§ **Goal**
Count the lines in the entries that contain the string "hair", treating uppercase and lowercase as different, and give only that number.

═══ Material to process

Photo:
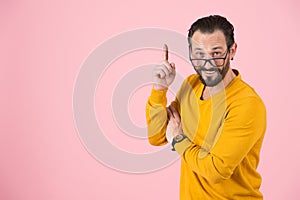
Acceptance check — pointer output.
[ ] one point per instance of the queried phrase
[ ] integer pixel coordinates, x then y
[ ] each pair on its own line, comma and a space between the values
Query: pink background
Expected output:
42, 46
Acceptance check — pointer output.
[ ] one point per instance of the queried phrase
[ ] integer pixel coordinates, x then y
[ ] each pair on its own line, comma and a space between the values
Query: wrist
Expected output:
159, 87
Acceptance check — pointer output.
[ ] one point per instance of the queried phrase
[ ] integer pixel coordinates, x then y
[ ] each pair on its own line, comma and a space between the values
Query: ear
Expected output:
233, 51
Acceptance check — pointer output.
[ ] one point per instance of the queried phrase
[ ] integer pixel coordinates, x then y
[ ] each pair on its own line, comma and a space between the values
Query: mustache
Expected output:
213, 69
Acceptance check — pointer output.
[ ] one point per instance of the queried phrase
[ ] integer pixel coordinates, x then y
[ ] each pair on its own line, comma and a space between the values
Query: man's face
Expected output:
210, 46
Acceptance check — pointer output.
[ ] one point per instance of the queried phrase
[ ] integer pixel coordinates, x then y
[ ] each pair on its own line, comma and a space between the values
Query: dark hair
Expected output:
210, 24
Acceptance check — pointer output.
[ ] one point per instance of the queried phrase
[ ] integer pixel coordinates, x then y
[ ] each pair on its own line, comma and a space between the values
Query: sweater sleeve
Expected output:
243, 126
156, 116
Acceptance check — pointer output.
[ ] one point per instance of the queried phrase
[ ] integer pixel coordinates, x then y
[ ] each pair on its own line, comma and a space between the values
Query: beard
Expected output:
213, 81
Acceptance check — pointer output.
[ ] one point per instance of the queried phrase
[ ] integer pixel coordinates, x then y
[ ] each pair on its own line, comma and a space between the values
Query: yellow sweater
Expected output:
220, 156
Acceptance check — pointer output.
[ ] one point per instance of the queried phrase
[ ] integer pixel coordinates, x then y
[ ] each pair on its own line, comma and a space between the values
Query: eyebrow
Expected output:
215, 48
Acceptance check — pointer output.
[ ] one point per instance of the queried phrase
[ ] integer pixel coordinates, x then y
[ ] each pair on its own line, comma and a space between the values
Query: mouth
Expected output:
209, 73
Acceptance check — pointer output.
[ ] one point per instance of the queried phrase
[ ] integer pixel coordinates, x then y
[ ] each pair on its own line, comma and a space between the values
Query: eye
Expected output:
199, 54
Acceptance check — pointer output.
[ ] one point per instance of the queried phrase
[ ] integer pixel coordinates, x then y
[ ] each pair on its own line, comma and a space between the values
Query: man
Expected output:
217, 121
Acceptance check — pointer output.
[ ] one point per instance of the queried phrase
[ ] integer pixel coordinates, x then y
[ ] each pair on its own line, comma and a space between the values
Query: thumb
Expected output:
172, 65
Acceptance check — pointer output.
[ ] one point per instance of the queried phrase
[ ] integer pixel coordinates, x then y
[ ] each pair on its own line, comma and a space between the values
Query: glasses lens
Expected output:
198, 63
218, 62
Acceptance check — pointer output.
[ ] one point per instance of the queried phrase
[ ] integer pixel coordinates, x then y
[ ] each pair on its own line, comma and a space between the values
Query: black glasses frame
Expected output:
208, 60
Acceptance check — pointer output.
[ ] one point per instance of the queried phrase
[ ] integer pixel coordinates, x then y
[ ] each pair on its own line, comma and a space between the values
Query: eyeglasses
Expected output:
201, 62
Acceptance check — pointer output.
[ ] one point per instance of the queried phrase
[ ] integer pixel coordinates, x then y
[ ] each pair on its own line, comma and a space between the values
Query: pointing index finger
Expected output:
166, 52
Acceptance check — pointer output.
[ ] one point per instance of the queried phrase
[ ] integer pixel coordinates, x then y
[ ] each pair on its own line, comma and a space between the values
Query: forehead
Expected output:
208, 41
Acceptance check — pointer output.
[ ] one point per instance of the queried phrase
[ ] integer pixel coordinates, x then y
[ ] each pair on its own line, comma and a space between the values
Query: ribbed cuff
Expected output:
158, 97
180, 147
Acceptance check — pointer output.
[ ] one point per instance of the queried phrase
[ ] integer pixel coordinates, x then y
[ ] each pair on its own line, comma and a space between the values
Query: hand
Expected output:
174, 126
164, 74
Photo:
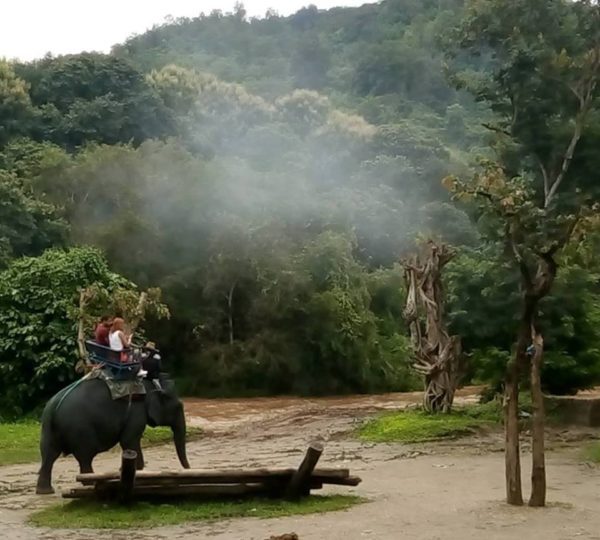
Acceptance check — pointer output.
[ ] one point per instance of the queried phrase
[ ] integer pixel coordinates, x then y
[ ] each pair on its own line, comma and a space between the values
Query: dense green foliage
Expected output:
268, 175
39, 309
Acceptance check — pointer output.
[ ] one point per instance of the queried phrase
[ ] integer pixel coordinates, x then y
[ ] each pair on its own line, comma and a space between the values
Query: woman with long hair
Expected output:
117, 337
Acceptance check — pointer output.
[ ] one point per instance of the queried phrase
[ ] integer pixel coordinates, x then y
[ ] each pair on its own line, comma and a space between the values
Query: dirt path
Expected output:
443, 491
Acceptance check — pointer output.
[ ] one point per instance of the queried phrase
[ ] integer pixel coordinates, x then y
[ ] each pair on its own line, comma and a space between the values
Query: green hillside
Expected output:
269, 175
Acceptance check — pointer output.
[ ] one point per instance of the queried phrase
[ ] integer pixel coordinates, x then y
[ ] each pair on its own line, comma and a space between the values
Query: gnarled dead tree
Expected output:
436, 354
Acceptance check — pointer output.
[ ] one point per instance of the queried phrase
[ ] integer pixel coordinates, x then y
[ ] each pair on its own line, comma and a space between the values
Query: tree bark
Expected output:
436, 354
300, 482
230, 312
512, 457
538, 469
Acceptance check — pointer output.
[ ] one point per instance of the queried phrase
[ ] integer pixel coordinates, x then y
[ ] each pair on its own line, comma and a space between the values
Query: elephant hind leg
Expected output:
85, 464
44, 484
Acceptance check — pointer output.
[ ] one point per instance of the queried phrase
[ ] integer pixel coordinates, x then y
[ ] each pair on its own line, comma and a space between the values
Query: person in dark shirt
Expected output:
102, 331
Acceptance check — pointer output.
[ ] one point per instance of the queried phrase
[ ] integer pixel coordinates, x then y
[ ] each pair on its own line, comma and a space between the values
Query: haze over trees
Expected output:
270, 175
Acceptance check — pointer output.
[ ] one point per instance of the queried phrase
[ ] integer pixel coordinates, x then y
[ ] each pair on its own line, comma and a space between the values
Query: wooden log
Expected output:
217, 476
349, 481
127, 480
300, 482
79, 493
213, 490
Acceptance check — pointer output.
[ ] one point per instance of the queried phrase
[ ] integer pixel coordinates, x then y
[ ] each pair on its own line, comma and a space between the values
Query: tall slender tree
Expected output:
540, 70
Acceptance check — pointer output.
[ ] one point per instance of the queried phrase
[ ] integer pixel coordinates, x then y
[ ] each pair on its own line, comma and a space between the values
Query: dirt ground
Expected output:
436, 491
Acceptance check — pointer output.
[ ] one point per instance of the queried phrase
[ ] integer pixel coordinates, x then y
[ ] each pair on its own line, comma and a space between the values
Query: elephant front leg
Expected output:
44, 483
137, 448
139, 464
85, 465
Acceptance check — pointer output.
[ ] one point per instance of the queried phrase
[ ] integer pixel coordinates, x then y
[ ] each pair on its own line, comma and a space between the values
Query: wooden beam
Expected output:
214, 490
216, 476
299, 484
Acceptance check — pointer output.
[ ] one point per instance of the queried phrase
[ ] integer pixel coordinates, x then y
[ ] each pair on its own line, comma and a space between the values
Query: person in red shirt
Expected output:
102, 331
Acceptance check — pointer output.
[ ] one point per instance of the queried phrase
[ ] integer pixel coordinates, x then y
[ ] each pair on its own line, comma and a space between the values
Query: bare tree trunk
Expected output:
230, 312
437, 355
538, 468
512, 457
534, 288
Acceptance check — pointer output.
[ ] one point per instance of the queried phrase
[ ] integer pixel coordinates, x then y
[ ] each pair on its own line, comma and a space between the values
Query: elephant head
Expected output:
166, 409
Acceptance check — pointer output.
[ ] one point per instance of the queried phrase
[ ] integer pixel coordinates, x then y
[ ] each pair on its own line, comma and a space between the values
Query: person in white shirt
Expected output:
117, 337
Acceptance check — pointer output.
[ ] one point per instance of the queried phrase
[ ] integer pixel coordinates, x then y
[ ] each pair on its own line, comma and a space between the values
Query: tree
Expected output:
39, 312
28, 226
16, 110
437, 355
542, 81
94, 97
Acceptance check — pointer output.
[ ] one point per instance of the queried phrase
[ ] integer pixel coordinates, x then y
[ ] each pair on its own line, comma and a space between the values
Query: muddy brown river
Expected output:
432, 491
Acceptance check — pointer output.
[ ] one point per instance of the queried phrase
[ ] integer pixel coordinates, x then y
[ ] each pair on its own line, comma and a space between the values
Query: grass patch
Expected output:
591, 453
95, 515
418, 426
20, 441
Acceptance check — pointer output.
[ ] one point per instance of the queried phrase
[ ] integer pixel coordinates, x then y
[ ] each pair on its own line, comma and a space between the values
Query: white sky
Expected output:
31, 28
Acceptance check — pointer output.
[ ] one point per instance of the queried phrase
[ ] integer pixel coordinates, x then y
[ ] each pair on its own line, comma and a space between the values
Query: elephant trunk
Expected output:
178, 429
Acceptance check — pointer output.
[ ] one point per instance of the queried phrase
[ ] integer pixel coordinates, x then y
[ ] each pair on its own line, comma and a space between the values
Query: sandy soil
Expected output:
436, 491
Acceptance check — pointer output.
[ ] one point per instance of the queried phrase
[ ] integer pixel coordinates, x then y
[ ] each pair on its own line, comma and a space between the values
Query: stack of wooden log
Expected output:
284, 483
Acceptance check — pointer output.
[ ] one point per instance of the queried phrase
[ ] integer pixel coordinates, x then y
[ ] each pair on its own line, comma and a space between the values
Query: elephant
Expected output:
84, 420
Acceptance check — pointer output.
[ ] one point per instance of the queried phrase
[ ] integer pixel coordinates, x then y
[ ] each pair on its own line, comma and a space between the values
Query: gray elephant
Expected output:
84, 420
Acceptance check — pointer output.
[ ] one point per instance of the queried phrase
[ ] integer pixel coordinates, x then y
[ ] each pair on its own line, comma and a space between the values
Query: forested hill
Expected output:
381, 60
377, 50
267, 175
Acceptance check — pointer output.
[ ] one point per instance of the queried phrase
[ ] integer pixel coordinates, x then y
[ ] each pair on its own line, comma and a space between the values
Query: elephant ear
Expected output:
154, 408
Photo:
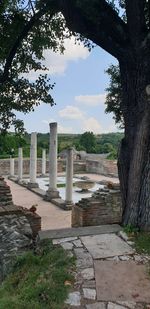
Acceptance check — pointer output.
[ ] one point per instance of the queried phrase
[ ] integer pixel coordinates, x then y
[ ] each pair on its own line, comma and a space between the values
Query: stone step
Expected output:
79, 231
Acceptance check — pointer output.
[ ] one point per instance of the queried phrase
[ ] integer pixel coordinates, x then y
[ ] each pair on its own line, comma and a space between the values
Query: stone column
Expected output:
20, 164
52, 192
69, 178
43, 162
33, 161
12, 167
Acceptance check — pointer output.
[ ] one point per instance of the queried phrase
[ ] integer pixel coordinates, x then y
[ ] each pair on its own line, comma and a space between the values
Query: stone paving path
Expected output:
110, 274
52, 216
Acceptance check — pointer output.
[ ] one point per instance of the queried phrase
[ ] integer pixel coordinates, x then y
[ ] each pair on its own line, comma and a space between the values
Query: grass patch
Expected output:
142, 242
38, 281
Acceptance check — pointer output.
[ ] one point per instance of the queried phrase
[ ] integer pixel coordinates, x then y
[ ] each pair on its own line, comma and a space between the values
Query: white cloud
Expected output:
91, 124
62, 129
71, 112
57, 63
91, 100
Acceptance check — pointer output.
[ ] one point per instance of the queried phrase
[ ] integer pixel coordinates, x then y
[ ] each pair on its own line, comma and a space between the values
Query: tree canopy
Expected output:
122, 28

══════

§ **Task output**
2